Start Data for processing

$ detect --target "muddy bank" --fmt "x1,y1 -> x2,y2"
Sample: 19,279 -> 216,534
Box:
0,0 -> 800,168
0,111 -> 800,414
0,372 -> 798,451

End Data for processing

> _Task prompt_:
Copy the records above exactly.

> _In response_:
$ detect --target "muddy bank" --fmt "x1,y1 -> x2,y2"
Sample: 19,279 -> 216,534
Box:
0,0 -> 800,168
0,111 -> 800,414
0,372 -> 798,451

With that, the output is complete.